添加二叉搜索树，以及树的先序，中序，后序递归和非递归实现

byhieg · byhieg · commit 769ffdd6c855 · 2017-03-30T21:34:16.000+08:00
diff --git a/src/main/java/cn/byhieg/algorithmtutorial/BinarySearchTree.java b/src/main/java/cn/byhieg/algorithmtutorial/BinarySearchTree.java
@@ -0,0 +1,258 @@
+package cn.byhieg.algorithmtutorial;
+
+/**
+ * Created by byhieg on 17/3/30.
+ * Mail to byhieg@gmail.com
+ */
+
+import java.util.Stack;
+
+/**
+ * 该类是二叉搜索树
+ * 该树在实现的时候，不考虑数组中有重复的数字。
+ * 节点的左子节点的值都小于这个节点的值，节点的右子节点的值都大于等于这个节点的值
+ */
+public class BinarySearchTree {
+
+    private Node root;
+
+
+    public BinarySearchTree(){
+
+    }
+
+
+    public BinarySearchTree(int[] nums) {
+        Node[] nodes = new Node[nums.length];
+        for (int i = 0 ; i < nums.length;i++) {
+            nodes[i] = new Node(nums[i]);
+            insert(nodes[i]);
+        }
+    }
+
+    /**
+     * 查找指定的元素
+     * @param des
+     * @return
+     */
+    public Node find(int des){
+        if (root == null) {
+            System.out.println("树是空的");
+            throw new RuntimeException();
+        }
+        Node current = root;
+        while (current.data != des) {
+            if (current.data < des) {
+                current = current.right;
+            }else{
+                current = current.left;
+            }
+            if (current == null) return null;
+        }
+        return current;
+    }
+
+    /**
+     * 对BST执行插入操作，采用非递归的形式
+     * 保证插入后，左节点的值小于根节点的值，根节点的值小于右节点的值
+     * @param node
+     * @return
+     */
+    public boolean insert(Node node){
+        if (root == null) {
+            root = node;
+            return true;
+        }
+
+        if (find(node.data) != null) {
+            System.out.println("不允许插入相同data的数");
+            throw new RuntimeException();
+        }
+
+        Node current = root;
+        while (current != null) {
+            if (current.data < node.data) {
+                if (current.right == null) {
+                    current.right = node;
+                    return true;
+                }
+                current = current.right;
+            }else{
+                if (current.left == null) {
+                    current.left = node;
+                    return true;
+                }
+                current = current.left;
+            }
+        }
+        return false;
+
+    }
+
+    /**
+     * 树的前序遍历，递归实现
+     */
+    public void preOrder(Node node) {
+        System.out.print(node.data + "-->");
+        if (node.left != null) {
+            preOrder(node.left);
+        }
+        if (node.right != null) {
+            preOrder(node.right);
+        }
+    }
+
+    /**
+     * 树的中序遍历，递归实现
+     * 针对BST，该结果会从小到大输出树
+     * @param node
+     */
+    public void inOrder(Node node){
+        if (node.left != null) {
+            inOrder(node.left);
+        }
+        System.out.print(node.data + "-->");
+        if (node.right != null) {
+            inOrder(node.right);
+        }
+    }
+
+    /**
+     * 树的后续遍历，递归实现
+     */
+    public void postOrder(Node node){
+        if (node.left != null) {
+            postOrder(node.left);
+        }
+        if (node.right != null) {
+            postOrder(node.right);
+        }
+        System.out.print(node.data + "-->");
+    }
+
+
+    /**
+     * 树的先续遍历，非递归实现
+     * 1. 建立一个栈，现将头结点压入栈中。

任务 1:
请根据原文回答以下问题：
(a) 按类注释的说法，节点的右子节点的值与该节点的值是什么关系？
(b) 插入时若发现已有相同 data 的节点，程序会打印什么内容？
(c) 按中序遍历方法的注释，针对BST，该结果会按什么顺序输出树？

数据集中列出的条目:

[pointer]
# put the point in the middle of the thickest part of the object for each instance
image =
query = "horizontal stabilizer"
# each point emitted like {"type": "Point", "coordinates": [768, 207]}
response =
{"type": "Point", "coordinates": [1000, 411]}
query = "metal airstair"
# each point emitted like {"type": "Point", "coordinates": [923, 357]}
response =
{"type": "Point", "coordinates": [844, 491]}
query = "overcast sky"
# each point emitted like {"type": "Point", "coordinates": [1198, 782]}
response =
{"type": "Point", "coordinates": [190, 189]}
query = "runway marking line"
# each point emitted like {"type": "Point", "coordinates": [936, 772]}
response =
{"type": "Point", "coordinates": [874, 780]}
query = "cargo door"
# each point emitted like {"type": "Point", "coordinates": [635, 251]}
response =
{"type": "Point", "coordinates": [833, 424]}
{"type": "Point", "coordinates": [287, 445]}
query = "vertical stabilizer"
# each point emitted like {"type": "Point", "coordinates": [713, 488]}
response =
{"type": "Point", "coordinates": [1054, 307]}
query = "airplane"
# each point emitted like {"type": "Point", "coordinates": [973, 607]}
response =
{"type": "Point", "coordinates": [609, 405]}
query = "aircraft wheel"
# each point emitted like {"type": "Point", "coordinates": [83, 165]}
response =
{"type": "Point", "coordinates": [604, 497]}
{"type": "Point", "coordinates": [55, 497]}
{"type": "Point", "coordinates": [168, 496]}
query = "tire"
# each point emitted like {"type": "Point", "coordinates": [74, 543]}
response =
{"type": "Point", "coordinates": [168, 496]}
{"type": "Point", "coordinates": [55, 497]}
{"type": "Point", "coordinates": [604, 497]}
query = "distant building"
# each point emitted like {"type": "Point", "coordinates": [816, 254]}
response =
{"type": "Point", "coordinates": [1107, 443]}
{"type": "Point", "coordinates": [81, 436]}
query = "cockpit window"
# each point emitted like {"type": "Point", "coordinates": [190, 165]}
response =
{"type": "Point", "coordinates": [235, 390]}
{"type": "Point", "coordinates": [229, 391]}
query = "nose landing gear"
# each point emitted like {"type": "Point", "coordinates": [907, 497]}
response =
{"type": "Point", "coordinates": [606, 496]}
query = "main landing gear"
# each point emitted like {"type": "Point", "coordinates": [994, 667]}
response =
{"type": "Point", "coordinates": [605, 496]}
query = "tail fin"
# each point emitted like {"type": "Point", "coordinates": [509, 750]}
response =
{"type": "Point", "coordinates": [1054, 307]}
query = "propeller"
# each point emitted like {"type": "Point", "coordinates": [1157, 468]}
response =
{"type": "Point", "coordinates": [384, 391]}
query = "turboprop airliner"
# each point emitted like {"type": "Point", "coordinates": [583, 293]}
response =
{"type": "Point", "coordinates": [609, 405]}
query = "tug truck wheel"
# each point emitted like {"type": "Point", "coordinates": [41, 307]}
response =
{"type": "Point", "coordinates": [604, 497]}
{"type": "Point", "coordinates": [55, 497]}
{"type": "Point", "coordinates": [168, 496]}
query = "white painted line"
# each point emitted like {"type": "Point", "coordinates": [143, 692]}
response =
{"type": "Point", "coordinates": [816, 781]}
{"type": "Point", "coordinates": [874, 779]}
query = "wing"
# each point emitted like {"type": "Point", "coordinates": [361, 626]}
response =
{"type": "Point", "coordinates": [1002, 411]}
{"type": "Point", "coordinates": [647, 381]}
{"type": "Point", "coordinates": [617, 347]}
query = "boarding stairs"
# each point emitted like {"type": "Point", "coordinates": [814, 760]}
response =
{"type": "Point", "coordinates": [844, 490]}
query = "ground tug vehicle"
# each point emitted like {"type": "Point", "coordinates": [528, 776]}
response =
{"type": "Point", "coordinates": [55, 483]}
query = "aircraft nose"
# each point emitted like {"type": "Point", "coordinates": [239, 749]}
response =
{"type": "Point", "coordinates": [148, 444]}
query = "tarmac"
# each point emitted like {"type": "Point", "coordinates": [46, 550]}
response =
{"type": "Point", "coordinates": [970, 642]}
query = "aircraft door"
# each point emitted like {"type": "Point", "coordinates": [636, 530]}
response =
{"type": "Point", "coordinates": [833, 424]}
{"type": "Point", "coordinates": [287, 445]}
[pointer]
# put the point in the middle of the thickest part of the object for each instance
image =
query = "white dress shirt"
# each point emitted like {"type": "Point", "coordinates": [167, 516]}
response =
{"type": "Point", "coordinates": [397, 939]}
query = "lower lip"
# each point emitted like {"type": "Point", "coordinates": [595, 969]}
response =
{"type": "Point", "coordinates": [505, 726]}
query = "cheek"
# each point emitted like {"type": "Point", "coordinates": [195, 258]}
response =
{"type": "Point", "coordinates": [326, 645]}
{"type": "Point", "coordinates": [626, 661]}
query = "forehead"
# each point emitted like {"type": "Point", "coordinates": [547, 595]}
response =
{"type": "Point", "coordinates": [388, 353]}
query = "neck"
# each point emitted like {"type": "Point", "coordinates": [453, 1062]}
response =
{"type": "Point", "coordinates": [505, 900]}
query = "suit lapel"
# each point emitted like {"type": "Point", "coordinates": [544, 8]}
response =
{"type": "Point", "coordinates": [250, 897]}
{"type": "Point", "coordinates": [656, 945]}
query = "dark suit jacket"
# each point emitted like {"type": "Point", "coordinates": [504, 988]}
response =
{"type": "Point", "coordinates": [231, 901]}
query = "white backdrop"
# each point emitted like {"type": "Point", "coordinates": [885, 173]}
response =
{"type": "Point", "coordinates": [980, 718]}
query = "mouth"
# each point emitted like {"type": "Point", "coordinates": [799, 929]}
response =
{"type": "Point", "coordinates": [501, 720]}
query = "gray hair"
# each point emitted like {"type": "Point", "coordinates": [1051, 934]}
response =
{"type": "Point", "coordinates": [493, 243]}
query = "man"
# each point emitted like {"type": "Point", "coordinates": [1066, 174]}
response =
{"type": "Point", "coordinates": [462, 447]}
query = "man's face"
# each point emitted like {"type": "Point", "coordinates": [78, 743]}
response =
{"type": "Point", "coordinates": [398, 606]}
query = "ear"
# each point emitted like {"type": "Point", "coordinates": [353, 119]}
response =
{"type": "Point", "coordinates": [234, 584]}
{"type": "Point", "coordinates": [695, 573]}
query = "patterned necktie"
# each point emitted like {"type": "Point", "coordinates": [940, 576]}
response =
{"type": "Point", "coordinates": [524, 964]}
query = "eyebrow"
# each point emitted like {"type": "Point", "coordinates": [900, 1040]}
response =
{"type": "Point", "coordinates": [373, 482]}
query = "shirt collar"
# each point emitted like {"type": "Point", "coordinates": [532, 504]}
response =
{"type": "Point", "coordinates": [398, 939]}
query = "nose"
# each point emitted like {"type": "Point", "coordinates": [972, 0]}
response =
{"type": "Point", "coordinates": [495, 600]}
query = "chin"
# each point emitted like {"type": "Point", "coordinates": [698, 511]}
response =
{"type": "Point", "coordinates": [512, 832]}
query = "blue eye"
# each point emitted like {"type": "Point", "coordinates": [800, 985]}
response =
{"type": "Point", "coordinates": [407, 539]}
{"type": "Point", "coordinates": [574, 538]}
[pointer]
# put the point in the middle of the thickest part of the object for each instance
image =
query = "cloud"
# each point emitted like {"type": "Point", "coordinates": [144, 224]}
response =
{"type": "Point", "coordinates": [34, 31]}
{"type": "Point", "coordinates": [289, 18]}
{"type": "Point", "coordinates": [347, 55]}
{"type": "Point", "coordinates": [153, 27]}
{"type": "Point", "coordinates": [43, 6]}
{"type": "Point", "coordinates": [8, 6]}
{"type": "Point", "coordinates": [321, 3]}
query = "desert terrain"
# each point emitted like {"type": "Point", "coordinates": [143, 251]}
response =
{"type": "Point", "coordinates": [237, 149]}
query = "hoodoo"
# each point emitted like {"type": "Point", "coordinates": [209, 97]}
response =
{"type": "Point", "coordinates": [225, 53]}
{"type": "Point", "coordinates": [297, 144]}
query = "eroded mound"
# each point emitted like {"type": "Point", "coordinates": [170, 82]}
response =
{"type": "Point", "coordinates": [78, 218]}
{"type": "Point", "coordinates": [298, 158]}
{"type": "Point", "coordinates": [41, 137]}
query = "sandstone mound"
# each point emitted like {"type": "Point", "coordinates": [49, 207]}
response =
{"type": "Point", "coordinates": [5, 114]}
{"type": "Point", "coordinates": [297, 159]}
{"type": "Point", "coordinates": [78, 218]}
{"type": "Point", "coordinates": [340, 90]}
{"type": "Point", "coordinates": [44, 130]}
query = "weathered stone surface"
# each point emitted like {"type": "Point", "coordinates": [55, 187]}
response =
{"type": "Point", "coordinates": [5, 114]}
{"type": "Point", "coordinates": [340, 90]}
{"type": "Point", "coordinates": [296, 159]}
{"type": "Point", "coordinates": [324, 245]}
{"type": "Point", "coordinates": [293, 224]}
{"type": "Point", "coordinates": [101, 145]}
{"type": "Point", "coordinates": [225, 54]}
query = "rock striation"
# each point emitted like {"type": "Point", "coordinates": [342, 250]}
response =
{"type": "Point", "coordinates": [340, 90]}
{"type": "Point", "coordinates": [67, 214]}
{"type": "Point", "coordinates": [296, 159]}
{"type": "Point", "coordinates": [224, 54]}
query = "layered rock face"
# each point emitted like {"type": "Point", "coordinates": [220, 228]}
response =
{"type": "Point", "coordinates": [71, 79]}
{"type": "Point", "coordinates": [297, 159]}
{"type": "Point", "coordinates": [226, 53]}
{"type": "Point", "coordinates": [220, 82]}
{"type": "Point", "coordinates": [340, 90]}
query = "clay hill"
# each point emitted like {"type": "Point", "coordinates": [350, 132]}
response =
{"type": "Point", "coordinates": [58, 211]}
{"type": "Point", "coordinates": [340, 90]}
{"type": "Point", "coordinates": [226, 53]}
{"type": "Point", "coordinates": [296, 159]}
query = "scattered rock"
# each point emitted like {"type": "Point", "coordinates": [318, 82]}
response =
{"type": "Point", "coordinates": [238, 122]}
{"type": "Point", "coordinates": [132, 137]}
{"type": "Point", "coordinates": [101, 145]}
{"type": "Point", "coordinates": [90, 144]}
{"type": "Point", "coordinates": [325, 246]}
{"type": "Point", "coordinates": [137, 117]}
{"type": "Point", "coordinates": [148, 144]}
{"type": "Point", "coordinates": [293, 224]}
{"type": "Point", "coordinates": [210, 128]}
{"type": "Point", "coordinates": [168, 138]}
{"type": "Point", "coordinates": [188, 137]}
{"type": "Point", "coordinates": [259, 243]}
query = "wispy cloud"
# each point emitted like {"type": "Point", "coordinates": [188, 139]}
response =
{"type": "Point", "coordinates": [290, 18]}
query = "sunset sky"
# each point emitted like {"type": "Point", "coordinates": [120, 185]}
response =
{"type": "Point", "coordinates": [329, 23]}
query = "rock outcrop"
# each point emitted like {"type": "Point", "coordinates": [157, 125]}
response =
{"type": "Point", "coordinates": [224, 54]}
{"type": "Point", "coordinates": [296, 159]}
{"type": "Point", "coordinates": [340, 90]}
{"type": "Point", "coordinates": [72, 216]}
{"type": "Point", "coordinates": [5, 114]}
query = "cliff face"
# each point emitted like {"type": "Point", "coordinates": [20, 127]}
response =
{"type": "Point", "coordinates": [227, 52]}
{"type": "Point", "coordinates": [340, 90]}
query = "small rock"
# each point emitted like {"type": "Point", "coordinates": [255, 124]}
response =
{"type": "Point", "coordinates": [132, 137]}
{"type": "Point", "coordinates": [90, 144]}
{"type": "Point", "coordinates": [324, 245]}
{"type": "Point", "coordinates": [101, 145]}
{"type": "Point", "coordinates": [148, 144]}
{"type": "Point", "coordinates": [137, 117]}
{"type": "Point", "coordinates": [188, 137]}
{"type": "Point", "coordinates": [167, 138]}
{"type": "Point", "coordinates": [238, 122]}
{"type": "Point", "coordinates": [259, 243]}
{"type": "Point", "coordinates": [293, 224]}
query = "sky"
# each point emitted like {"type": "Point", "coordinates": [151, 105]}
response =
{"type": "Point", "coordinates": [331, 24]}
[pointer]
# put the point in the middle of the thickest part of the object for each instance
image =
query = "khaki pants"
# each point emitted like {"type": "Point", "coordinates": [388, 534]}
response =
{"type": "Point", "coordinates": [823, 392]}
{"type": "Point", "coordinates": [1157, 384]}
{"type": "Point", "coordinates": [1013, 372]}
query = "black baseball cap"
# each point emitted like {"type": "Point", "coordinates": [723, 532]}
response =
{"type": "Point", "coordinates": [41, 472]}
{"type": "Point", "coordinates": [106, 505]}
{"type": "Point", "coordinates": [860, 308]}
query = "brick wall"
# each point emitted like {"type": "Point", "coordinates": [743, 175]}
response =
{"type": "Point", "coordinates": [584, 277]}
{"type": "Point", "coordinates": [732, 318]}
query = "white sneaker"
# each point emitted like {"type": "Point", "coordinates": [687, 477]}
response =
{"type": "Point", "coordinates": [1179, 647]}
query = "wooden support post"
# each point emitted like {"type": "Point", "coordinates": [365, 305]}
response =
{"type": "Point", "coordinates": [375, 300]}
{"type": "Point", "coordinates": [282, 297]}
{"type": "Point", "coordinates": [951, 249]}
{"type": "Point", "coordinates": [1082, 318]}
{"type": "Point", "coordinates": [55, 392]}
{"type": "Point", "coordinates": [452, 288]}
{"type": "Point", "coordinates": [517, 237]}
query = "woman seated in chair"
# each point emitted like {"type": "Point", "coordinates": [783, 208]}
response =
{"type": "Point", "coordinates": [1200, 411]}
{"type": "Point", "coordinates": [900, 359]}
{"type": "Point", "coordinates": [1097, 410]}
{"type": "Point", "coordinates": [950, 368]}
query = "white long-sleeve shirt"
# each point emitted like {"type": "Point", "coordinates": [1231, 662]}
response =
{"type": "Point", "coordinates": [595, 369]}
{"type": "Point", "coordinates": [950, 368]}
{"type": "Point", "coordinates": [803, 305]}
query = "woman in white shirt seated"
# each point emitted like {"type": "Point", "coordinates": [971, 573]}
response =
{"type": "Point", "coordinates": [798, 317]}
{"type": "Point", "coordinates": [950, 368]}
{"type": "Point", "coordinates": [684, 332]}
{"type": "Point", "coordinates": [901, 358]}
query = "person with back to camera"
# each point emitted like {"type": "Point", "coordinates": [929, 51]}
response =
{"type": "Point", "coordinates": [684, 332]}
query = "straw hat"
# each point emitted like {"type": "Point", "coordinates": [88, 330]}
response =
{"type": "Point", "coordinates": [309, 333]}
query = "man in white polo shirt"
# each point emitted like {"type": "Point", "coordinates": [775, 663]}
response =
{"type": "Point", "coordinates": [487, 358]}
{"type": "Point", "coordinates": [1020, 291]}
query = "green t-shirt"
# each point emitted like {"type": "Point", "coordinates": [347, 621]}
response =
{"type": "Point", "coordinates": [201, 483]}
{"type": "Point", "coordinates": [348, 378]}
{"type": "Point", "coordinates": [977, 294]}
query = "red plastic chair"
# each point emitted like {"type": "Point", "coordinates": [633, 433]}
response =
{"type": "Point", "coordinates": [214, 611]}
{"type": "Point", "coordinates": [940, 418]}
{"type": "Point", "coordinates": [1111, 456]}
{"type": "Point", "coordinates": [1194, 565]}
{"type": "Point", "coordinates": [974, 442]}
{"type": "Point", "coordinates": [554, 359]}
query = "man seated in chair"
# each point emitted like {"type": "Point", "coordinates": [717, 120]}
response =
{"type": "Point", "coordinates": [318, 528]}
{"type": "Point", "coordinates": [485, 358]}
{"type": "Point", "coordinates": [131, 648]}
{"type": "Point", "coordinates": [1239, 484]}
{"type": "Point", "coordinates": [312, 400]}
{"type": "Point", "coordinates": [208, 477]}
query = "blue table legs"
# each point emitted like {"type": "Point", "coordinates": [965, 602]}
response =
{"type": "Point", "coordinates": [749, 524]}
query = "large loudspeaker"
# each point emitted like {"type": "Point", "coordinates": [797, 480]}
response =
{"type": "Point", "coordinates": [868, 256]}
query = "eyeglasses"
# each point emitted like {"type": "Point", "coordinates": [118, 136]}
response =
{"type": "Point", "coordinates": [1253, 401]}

任务 2:
请列出清单中所有含有字符串“landing”的行。

完整输出 1:
(a) 节点的右子节点的值都大于等于这个节点的值。
(b) 不允许插入相同data的数
(c) 从小到大输出。

完整输出 2:
query = "nose landing gear"
query = "main landing gear"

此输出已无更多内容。